**Text excerpt**:
==============================

The property stretches along Spring Street in Chinatown, comprising 32 acres of undulating, picturesque landscape. The delay-plagued project is creating new amenities, including a visitor’s center, and attractions such as a pedestrian bridge offering sweeping views. A wetlands area will anchor the north end of the park.
For now, however, the gates remain locked. The reason is simple: The California Department of State Parks is literally waiting for the grass to grow.
Ensuring that happens amid a historic drought is no easy task.
Many parks, golf courses and other large green spaces have dedicated pipelines for their irrigation systems. That’s not the case here.
If you have seen a tanker truck slowly rumbling onto the park site over the past several months, there’s a good chance that it was filled with water. The State Parks department has been using three trucks to deliver approximately 16 loads a day, every day. It amounts to 60,000-80,000 gallons daily, and it is pumped into storage tanks that feed the irrigation system.
All that water is still only enough for eight acres, specifically the large expanse of turf at the heart of the property. A second phase of watering through the autumn will feed native plant meadows around the edges of the park.
“The turf and plants can’t be transplanted, they need to be established on site,” said Brian Dewey, State Parks assistant director for acquisition and development. “We’re bringing in water, but the key is that because we’re in an emergency drought situation, we can only use reclaimed water.”

==============================

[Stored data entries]
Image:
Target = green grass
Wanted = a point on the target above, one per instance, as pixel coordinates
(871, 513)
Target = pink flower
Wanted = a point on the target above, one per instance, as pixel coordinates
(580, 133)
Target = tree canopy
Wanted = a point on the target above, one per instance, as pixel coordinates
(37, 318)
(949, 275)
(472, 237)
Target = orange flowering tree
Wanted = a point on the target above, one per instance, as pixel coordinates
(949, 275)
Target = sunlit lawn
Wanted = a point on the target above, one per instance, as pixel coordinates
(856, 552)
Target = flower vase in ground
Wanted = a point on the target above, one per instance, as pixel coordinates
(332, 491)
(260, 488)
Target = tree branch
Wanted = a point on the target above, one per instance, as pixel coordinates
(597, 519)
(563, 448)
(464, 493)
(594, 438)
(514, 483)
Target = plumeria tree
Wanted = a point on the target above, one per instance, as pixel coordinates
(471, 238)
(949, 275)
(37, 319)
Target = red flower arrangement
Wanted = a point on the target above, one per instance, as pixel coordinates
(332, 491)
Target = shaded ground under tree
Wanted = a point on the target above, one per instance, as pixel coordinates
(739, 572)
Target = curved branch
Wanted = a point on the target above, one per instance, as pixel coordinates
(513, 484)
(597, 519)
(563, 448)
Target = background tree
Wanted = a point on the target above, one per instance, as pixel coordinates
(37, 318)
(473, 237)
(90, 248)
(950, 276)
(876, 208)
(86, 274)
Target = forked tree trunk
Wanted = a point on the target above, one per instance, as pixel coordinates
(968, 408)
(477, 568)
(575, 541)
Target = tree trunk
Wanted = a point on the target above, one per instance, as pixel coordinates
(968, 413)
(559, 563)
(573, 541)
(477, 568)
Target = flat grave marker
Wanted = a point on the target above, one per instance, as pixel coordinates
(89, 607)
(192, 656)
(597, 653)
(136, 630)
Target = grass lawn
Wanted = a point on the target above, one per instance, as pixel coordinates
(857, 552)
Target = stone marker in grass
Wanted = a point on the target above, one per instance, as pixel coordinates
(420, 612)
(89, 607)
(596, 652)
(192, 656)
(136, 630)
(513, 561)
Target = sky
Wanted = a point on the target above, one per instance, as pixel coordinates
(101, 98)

==============================

**Work to complete**:
• 1. Transcribe the Chinatown park text word for word, beginning at "Ensuring that happens" and stopping after "the case here.".
• 2. Go on with the Chinatown park text, picking up right after its final sentence.

**Task results**:
• 1.
Ensuring that happens amid a historic drought is no easy task.
Many parks, golf courses and other large green spaces have dedicated pipelines for their irrigation systems. That’s not the case here.

• 2.
The trucks shuttle back and forth between the park and a pumping station about a mile away. The real source, however, lies seven miles away in Glendale.
Tucked into an industrial block on the east bank of the Los Angeles River, just across from Griffith Park, is the L.A.-Glendale Water Reclamation Facility. Reclaimed water is basically water that has been recycled out of raw sewage using a series of filtering processes. It’s not drinkable, but it is a critical resource for uses such as irrigating golf courses or filling toilets.
The L.A.-Glendale plant was the first reclamation site for Los Angeles when it opened in 1976. Today it processes approximately 17 million gallons of sewage a day, resulting in a daily average of 5.5 million gallons of recycled water. Another 8.7 million gallons of treated water is dumped back into the Los Angeles River to keep it flowing.
“We put that sewage through primary treatment, which filters out a lot of solids and particulates, then a secondary biological treatment that reduces the nutrient content,” said Michael Ruiz, operations superintendent of the city Dept. of Sanitation’s water reclamation division. “There’s a tertiary filtering process to make it usable. Altogether, it removes ammonia, heavy metals and pathogens that would kill plants.”
The trucks won’t shuttle water indefinitely. State Parks is building a temporary pipeline to divert water from the widening of the nearby North Spring Street Bridge. The six-inch-diameter steel pipe will run south through the bridge site, then underground and west along Aurora Street to the northeast corner of the park.
Once the bridge is completed, the water main will be extended to feed the park permanently. The cooler weather and expected rains should taper off irrigation amounts in the next month or two, Dewey added.
The park itself was designed with water conservation in mind; in addition to drought-resistant plants, it features an underground cistern, bioswales (or landscaping elements that collect and naturally filter runoff water), and permeable paving on the parking lots, all with the purpose of harvesting rain water.
Using it efficiently is a task suited for computer programs. “The irrigation equipment itself utilizes rain and moisture sensors that are cutting edge and can track water very precisely,” Dewey said.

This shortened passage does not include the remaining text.